Task directions: Can you swap "parked car" for "stationary vehicle" in the records below, from the line with "Task: pick out one point for each instance of the overcast" up to and including the line with "x=581, y=122", leaving every other word unchanged and the pictures out of the answer?

[Dataset entries]

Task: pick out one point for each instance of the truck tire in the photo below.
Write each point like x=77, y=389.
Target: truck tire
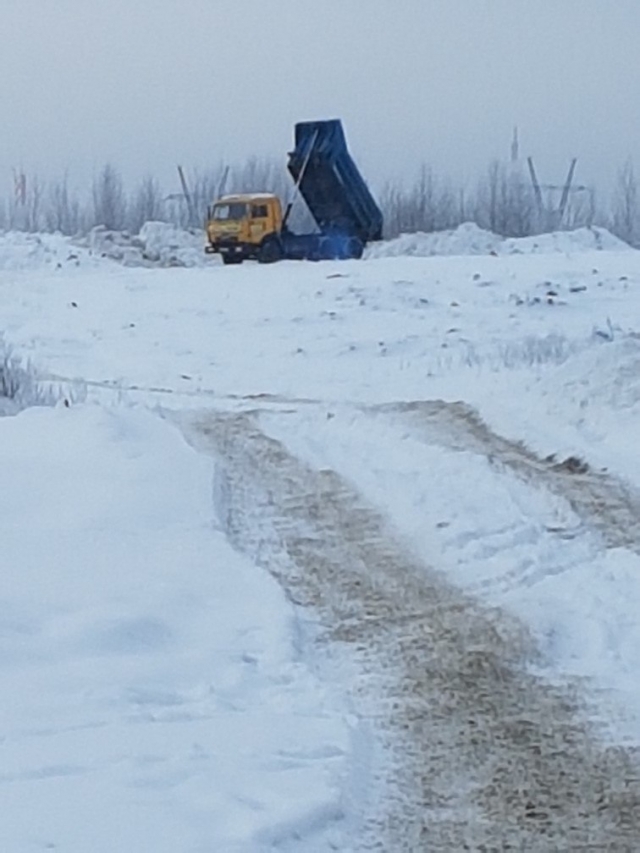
x=354, y=248
x=270, y=251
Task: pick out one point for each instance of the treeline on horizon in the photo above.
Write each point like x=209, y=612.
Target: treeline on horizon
x=502, y=200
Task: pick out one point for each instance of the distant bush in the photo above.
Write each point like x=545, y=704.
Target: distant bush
x=21, y=388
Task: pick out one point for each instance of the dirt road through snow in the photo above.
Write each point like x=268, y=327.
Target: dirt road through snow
x=472, y=751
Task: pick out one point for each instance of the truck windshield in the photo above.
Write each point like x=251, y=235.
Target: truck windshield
x=234, y=210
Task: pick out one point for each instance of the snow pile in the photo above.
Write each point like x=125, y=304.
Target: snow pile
x=580, y=240
x=466, y=239
x=153, y=699
x=158, y=244
x=20, y=250
x=469, y=239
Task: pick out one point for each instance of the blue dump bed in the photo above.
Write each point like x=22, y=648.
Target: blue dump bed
x=331, y=185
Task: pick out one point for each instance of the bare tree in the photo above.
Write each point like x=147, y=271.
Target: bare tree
x=109, y=201
x=63, y=212
x=146, y=204
x=625, y=205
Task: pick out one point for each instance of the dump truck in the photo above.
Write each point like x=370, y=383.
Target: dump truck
x=255, y=226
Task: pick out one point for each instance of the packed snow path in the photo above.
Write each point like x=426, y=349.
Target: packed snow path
x=599, y=500
x=473, y=751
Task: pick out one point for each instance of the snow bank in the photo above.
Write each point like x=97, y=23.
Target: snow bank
x=469, y=239
x=157, y=244
x=153, y=695
x=23, y=251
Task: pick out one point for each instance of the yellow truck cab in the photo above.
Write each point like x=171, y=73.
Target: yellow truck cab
x=244, y=226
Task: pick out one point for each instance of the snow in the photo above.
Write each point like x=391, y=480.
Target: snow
x=469, y=239
x=154, y=696
x=159, y=678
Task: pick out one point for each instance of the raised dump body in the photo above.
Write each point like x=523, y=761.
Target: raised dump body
x=330, y=183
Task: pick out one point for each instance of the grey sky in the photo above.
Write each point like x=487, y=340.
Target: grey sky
x=146, y=84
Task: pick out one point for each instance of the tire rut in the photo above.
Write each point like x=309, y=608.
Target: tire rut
x=473, y=751
x=599, y=499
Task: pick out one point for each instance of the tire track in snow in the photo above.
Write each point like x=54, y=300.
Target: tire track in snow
x=599, y=499
x=473, y=752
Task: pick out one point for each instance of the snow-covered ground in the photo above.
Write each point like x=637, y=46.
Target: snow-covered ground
x=484, y=395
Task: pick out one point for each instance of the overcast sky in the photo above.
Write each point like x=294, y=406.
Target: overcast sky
x=147, y=84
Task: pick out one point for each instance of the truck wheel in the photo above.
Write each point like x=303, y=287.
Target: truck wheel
x=354, y=248
x=270, y=251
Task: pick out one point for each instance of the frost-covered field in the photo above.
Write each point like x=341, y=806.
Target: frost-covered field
x=482, y=395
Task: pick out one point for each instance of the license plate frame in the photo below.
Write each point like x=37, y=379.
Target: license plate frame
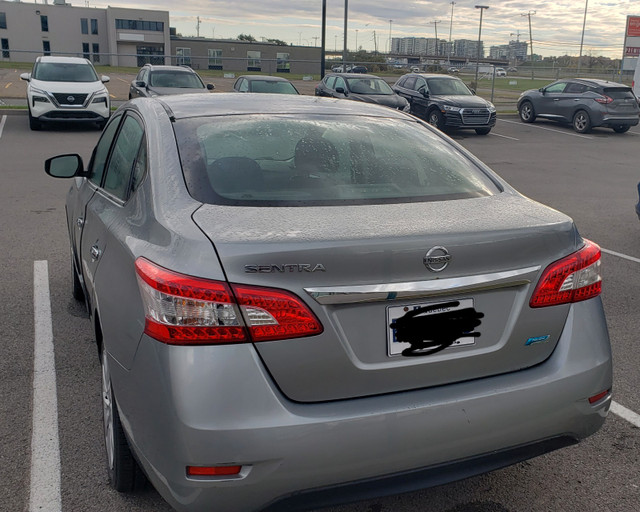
x=395, y=347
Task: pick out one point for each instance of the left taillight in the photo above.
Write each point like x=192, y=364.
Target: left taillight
x=571, y=279
x=186, y=310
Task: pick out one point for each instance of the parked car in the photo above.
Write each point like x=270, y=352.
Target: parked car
x=585, y=103
x=360, y=87
x=446, y=102
x=66, y=89
x=290, y=298
x=155, y=80
x=264, y=83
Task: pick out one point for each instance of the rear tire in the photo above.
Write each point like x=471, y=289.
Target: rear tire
x=621, y=128
x=526, y=112
x=124, y=473
x=581, y=122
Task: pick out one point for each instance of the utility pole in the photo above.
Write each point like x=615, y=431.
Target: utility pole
x=450, y=31
x=528, y=15
x=584, y=23
x=482, y=8
x=435, y=24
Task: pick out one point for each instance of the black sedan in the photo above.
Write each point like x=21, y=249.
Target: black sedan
x=585, y=103
x=360, y=87
x=446, y=102
x=264, y=83
x=163, y=80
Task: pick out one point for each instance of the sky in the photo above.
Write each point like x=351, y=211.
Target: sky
x=556, y=26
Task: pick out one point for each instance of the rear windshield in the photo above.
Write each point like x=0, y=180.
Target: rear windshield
x=64, y=72
x=290, y=160
x=272, y=87
x=619, y=93
x=180, y=79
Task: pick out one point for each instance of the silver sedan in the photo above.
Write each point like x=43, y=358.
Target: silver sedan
x=308, y=301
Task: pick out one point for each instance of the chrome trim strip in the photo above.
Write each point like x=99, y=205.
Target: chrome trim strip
x=419, y=289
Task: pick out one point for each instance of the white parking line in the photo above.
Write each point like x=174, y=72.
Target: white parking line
x=45, y=446
x=550, y=129
x=625, y=414
x=503, y=136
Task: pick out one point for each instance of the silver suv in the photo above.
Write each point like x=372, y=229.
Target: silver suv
x=66, y=89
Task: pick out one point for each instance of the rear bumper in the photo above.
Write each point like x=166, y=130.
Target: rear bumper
x=218, y=405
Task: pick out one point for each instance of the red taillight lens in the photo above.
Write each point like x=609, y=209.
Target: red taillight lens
x=571, y=279
x=604, y=99
x=185, y=310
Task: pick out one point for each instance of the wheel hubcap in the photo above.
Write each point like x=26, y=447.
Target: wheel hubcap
x=107, y=411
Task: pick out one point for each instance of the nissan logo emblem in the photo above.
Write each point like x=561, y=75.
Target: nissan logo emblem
x=437, y=259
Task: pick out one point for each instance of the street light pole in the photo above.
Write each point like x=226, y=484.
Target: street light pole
x=450, y=31
x=482, y=8
x=584, y=23
x=529, y=14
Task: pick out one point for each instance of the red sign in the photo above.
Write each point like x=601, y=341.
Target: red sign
x=633, y=26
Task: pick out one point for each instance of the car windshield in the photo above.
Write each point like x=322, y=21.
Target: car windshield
x=272, y=86
x=369, y=86
x=295, y=160
x=448, y=86
x=179, y=79
x=64, y=72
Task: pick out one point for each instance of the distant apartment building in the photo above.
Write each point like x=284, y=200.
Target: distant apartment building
x=112, y=36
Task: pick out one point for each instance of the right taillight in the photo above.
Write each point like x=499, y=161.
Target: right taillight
x=573, y=278
x=186, y=310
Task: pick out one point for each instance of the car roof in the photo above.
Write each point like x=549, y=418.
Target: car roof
x=183, y=106
x=353, y=75
x=60, y=60
x=264, y=78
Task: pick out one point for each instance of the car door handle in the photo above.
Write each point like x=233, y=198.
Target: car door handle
x=95, y=252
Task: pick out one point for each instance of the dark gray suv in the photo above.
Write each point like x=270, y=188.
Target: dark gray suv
x=584, y=103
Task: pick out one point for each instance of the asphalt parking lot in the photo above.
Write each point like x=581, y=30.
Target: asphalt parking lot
x=591, y=177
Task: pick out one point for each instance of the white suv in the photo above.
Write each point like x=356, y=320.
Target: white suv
x=66, y=89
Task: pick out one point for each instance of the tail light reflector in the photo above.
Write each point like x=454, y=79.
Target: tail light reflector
x=571, y=279
x=186, y=310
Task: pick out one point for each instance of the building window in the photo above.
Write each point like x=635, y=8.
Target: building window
x=253, y=61
x=215, y=59
x=183, y=56
x=154, y=26
x=282, y=63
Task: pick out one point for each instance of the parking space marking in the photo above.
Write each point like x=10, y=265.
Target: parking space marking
x=549, y=129
x=620, y=255
x=503, y=136
x=45, y=445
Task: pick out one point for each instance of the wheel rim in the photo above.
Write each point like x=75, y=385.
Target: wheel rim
x=107, y=411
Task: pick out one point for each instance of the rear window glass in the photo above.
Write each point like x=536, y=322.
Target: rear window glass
x=294, y=160
x=619, y=93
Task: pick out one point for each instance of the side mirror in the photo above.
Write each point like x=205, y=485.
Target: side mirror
x=64, y=166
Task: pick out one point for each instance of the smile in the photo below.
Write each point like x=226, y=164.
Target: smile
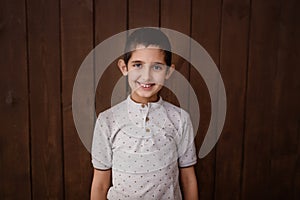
x=146, y=85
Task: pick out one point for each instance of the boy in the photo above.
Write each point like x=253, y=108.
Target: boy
x=144, y=145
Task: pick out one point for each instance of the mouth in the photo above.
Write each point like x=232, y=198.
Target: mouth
x=146, y=85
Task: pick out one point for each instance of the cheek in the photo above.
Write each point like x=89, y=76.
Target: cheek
x=159, y=78
x=133, y=75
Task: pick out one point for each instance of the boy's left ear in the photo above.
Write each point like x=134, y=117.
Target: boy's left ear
x=122, y=66
x=170, y=71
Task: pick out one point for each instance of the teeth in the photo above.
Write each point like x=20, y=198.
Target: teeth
x=145, y=85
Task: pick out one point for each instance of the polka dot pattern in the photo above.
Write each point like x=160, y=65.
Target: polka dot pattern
x=144, y=147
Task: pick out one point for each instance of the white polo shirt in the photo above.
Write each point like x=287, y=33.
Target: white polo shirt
x=143, y=145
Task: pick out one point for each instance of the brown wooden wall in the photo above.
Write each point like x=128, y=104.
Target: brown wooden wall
x=255, y=44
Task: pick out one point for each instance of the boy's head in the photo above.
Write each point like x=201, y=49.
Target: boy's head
x=146, y=37
x=147, y=62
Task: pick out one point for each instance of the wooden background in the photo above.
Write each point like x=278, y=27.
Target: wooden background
x=255, y=44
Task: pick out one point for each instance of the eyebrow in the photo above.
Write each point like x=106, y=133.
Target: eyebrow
x=139, y=61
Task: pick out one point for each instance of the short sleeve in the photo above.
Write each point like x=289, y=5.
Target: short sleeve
x=101, y=146
x=186, y=147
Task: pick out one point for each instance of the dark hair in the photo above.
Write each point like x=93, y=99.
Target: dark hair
x=147, y=37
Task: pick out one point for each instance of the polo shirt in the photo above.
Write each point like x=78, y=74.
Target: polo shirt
x=144, y=145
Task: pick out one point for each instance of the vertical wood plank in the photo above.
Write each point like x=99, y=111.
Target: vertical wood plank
x=233, y=68
x=45, y=102
x=176, y=15
x=206, y=27
x=272, y=129
x=107, y=24
x=77, y=42
x=143, y=13
x=14, y=118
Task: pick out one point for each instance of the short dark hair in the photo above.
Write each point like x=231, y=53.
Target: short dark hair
x=148, y=36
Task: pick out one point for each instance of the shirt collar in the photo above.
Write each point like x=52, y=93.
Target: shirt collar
x=134, y=106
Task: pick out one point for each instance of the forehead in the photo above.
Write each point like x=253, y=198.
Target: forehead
x=148, y=54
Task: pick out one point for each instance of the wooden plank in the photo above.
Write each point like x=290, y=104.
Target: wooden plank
x=176, y=15
x=14, y=136
x=77, y=42
x=45, y=102
x=104, y=30
x=261, y=99
x=206, y=27
x=285, y=134
x=143, y=13
x=233, y=68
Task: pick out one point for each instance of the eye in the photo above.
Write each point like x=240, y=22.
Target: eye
x=137, y=65
x=157, y=67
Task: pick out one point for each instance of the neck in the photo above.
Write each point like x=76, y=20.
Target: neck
x=144, y=100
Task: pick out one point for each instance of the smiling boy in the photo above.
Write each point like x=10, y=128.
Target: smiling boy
x=144, y=145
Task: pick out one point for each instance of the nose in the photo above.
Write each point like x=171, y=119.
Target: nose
x=146, y=73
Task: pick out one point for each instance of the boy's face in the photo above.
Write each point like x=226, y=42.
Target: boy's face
x=146, y=72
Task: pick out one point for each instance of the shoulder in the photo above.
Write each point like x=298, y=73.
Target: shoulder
x=178, y=116
x=175, y=111
x=108, y=115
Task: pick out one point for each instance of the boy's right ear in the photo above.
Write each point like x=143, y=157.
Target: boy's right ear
x=122, y=66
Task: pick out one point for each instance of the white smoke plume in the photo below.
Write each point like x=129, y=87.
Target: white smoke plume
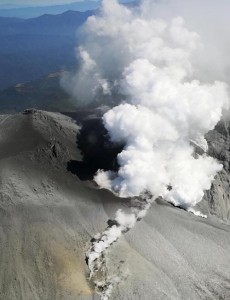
x=96, y=254
x=149, y=56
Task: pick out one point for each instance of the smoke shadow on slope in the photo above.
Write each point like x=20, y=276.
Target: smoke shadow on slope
x=93, y=142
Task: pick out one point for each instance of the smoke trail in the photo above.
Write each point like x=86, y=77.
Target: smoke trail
x=96, y=254
x=152, y=64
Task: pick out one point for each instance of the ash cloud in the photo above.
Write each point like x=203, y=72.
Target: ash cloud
x=161, y=63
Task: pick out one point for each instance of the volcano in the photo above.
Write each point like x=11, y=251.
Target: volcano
x=51, y=209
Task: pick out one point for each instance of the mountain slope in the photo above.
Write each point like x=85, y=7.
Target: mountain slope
x=44, y=93
x=32, y=48
x=48, y=217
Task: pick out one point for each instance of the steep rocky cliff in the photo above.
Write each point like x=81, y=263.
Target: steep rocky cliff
x=48, y=217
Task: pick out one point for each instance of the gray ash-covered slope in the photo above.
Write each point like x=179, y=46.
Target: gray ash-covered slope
x=48, y=216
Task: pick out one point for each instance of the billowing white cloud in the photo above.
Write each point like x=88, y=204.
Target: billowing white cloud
x=149, y=56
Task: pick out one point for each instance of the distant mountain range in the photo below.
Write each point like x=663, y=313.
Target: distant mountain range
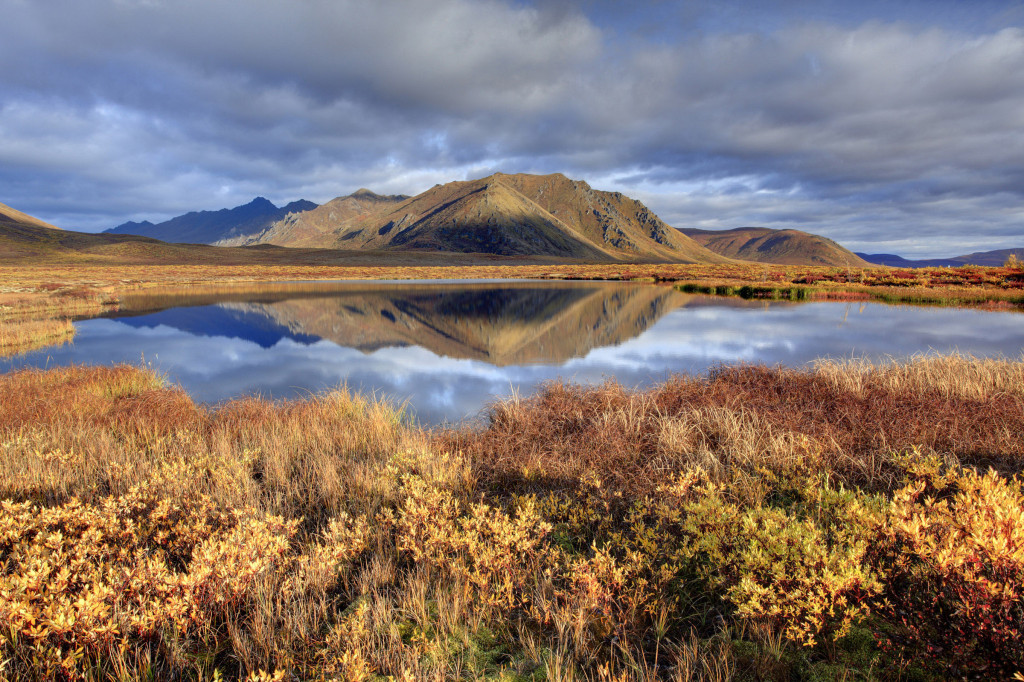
x=786, y=247
x=501, y=214
x=211, y=226
x=990, y=258
x=544, y=216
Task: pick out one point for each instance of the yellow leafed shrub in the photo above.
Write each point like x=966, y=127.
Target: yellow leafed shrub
x=953, y=547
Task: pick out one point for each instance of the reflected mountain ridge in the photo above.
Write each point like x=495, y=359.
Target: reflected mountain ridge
x=499, y=325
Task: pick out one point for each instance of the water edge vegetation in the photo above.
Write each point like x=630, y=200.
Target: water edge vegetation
x=846, y=521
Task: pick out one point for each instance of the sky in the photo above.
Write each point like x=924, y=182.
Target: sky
x=892, y=126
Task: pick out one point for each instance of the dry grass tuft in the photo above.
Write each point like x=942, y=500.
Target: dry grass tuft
x=755, y=522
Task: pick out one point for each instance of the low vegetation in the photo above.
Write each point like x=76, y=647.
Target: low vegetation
x=842, y=522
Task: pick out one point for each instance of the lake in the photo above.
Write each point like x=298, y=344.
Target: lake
x=449, y=348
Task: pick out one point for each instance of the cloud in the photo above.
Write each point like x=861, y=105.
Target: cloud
x=857, y=126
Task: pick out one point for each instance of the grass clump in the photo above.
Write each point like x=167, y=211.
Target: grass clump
x=845, y=521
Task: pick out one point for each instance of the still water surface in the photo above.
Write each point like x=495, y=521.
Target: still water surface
x=451, y=348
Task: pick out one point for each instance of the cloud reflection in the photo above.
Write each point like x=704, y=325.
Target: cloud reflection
x=699, y=333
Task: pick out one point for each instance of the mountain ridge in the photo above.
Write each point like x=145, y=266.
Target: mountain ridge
x=212, y=226
x=12, y=216
x=784, y=247
x=500, y=214
x=991, y=258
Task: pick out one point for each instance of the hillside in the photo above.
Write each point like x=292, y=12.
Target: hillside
x=786, y=247
x=210, y=226
x=500, y=214
x=312, y=227
x=989, y=258
x=10, y=216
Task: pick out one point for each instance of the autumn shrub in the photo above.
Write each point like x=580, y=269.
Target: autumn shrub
x=951, y=547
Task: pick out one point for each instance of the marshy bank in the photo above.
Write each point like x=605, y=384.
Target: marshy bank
x=846, y=521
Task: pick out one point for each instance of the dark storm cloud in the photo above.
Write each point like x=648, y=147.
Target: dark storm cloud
x=883, y=131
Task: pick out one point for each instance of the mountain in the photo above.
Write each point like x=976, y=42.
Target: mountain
x=786, y=247
x=314, y=226
x=210, y=226
x=990, y=258
x=501, y=214
x=10, y=216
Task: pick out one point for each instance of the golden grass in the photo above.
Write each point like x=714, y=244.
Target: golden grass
x=20, y=337
x=754, y=522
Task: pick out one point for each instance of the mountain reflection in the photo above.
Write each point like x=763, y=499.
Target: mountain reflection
x=502, y=325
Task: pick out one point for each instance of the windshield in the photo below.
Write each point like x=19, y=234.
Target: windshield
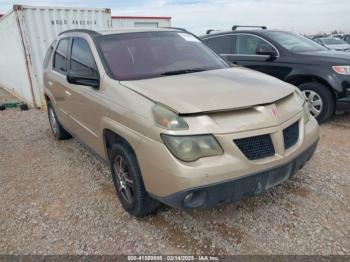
x=294, y=42
x=334, y=41
x=141, y=55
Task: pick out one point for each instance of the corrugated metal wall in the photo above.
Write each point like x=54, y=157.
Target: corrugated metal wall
x=131, y=22
x=13, y=70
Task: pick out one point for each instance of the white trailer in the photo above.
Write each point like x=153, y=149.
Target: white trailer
x=25, y=34
x=141, y=21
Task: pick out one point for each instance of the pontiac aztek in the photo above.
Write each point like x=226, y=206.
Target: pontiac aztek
x=175, y=122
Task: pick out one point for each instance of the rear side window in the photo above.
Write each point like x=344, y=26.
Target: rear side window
x=49, y=54
x=222, y=44
x=61, y=56
x=82, y=60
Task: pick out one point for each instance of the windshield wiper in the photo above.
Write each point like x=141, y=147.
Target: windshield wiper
x=183, y=71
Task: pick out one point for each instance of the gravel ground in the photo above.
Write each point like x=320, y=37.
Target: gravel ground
x=57, y=198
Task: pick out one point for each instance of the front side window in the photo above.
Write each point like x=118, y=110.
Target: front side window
x=222, y=44
x=61, y=56
x=82, y=60
x=131, y=56
x=248, y=44
x=294, y=42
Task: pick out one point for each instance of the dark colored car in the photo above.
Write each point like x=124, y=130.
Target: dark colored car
x=333, y=43
x=322, y=75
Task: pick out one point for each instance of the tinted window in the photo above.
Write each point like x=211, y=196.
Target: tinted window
x=82, y=60
x=222, y=44
x=247, y=44
x=49, y=54
x=61, y=54
x=131, y=56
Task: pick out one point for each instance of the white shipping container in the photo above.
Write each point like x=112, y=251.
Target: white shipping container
x=141, y=21
x=25, y=35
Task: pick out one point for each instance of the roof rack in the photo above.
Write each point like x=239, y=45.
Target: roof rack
x=87, y=31
x=211, y=30
x=248, y=26
x=177, y=28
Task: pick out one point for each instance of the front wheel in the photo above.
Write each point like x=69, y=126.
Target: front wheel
x=321, y=100
x=128, y=182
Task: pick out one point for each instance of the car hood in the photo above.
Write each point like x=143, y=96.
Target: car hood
x=214, y=90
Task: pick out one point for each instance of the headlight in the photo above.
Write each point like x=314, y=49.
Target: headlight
x=191, y=148
x=306, y=109
x=167, y=119
x=343, y=70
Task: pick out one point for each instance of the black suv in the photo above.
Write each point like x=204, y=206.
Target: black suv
x=323, y=75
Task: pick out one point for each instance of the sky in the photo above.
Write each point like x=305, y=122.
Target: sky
x=301, y=16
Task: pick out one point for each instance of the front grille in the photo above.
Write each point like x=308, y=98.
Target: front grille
x=256, y=147
x=291, y=135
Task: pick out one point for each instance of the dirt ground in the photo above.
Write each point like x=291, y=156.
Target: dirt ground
x=57, y=198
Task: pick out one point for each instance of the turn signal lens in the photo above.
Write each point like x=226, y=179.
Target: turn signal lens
x=192, y=148
x=167, y=119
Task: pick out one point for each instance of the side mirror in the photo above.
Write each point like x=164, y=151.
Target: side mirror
x=88, y=77
x=266, y=50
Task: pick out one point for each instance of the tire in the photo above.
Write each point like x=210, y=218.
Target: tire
x=321, y=100
x=57, y=129
x=130, y=179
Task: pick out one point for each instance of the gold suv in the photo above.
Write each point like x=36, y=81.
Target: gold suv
x=175, y=122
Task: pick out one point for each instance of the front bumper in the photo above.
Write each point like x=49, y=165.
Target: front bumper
x=234, y=190
x=164, y=175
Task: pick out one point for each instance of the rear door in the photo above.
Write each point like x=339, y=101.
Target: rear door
x=85, y=106
x=246, y=55
x=240, y=49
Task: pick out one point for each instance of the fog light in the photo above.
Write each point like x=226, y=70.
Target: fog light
x=195, y=199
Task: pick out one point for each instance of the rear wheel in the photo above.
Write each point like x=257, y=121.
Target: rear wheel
x=128, y=182
x=321, y=100
x=57, y=129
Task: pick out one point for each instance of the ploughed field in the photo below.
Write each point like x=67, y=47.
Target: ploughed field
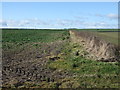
x=49, y=59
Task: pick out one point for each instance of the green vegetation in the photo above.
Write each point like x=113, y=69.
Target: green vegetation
x=84, y=73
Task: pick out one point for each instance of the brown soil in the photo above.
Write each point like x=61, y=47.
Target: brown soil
x=30, y=64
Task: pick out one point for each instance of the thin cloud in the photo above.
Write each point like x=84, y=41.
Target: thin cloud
x=109, y=16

Written reply:
Task: pick out one point for each instance of the overcast sky in the photo above.
Write each point like x=294, y=406.
Target: overcast sky
x=147, y=84
Task: pick out one point for each instance of the truck wheel in the photo above.
Write each point like x=303, y=287.
Target: truck wheel
x=354, y=248
x=270, y=251
Task: pick out one point for each instance of the frost-covered field in the photo above.
Write each point like x=341, y=806.
Target: frost-covered field
x=482, y=395
Task: pick out one point for each instance of the license plate frame in the photo below.
Write each point like x=37, y=379.
Target: license plate frame
x=395, y=347
Task: pick out one point for each instance of the left taillight in the photo above.
Write each point like x=192, y=364.
Target: left taillight
x=571, y=279
x=186, y=310
Task: pick out one point for each instance of the stationary vehicle in the photo above.
Write each point like x=270, y=352.
Target: stationary vehicle
x=585, y=103
x=360, y=87
x=446, y=102
x=66, y=89
x=290, y=298
x=155, y=80
x=264, y=83
Task: pick out one point for each instance of the rear tire in the photo above.
Write each point like x=471, y=289.
Target: rear tire
x=621, y=128
x=526, y=112
x=124, y=473
x=581, y=122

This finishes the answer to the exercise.